DATA LISTING =
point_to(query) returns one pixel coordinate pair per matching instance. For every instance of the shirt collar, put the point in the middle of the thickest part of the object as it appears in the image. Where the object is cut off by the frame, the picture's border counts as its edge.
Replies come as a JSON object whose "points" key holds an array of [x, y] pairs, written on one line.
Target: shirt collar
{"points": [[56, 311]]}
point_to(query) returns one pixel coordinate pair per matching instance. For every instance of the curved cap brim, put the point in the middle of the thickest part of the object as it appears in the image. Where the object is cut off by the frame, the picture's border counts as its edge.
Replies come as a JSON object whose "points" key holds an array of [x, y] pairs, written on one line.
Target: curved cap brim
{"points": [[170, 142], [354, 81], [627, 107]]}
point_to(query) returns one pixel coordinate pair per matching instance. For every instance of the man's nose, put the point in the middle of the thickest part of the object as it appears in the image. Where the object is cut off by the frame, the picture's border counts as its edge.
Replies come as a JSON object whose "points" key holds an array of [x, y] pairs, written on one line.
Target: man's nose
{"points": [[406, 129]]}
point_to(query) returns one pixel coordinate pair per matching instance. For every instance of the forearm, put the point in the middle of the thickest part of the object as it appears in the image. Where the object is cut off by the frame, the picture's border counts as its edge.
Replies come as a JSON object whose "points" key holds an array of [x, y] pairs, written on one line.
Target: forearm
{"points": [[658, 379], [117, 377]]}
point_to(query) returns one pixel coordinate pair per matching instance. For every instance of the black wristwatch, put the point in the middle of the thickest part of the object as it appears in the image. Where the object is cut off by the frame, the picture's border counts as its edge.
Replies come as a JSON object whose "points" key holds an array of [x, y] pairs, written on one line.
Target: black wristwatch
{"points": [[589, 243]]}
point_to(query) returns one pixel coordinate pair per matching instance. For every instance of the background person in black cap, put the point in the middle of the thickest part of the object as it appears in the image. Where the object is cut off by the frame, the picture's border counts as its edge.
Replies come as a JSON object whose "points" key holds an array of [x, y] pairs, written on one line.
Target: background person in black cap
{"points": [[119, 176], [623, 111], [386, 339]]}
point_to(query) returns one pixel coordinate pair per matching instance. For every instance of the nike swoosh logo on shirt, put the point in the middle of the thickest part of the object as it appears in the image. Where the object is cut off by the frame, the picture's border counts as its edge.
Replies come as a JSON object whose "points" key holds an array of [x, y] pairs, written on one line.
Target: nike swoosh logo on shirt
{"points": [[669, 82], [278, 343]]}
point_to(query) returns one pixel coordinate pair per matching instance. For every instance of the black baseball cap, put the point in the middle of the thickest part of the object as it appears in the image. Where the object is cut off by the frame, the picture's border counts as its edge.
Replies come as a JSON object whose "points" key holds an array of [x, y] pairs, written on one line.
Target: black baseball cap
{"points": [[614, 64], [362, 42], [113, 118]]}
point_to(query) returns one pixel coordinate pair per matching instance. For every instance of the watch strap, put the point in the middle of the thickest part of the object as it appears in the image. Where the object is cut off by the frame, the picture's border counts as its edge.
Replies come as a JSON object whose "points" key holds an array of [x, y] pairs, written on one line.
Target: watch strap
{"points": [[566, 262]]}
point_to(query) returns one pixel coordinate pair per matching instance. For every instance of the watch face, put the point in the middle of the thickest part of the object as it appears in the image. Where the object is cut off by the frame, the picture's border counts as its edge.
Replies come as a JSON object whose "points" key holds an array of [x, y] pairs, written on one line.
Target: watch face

EXERCISE DIRECTIONS = Begin at the line that has "watch strap, put" and stop after the final line. Write out each of these lines in full, with every x and y point coordinate in the answers shifted by -94.

WORKED SOLUTION =
point_to(query) returns one pixel coordinate pair per matching instance. For every instance of the watch strap, put the point in the middle of the thickest part of the object as it appears in the image. Where the object is cut off by the frame, the picture's border counts as its edge.
Replies come as a JSON object whose "points" key holds an array of [x, y] pairs, written on one line.
Target: watch strap
{"points": [[472, 168]]}
point_to(query) returns one pixel coordinate pair per matching instance. For every instance of the watch face, put the point in the middle of the thickest part of the object as it appears in the image. Where the object is cut off by the frame, the picture's border counts as its edge.
Replies come as a JSON object whose "points" key holds an array of [x, y] pairs, written on one line.
Target: watch face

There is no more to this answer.